**STATED EXERCISE**
Convert the data below into a JSON list of strings with one string per line, omitting blank lines and leaving out the pictures.

**INFORMATION GIVEN**

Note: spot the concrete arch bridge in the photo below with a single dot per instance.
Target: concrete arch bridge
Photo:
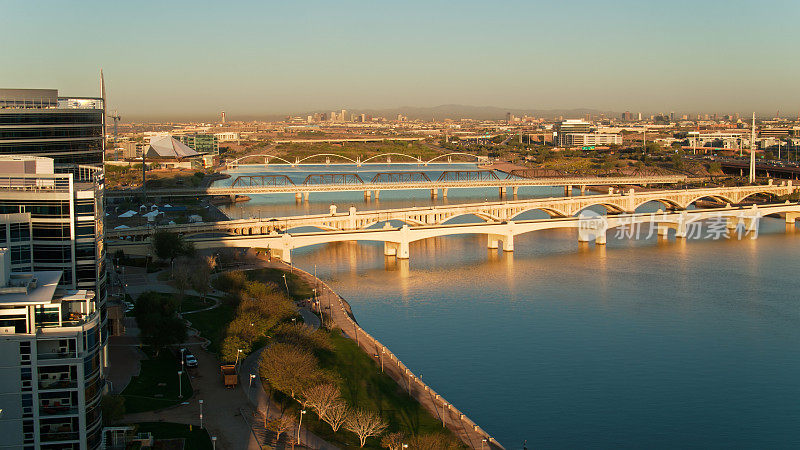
(555, 207)
(499, 234)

**FULL SOLUTION**
[
  "Note: spot the concrete arch bridge in the photo below with a single dot per instance.",
  "Target: concrete arch bridge",
  "Photo:",
  "(555, 207)",
  "(499, 234)"
]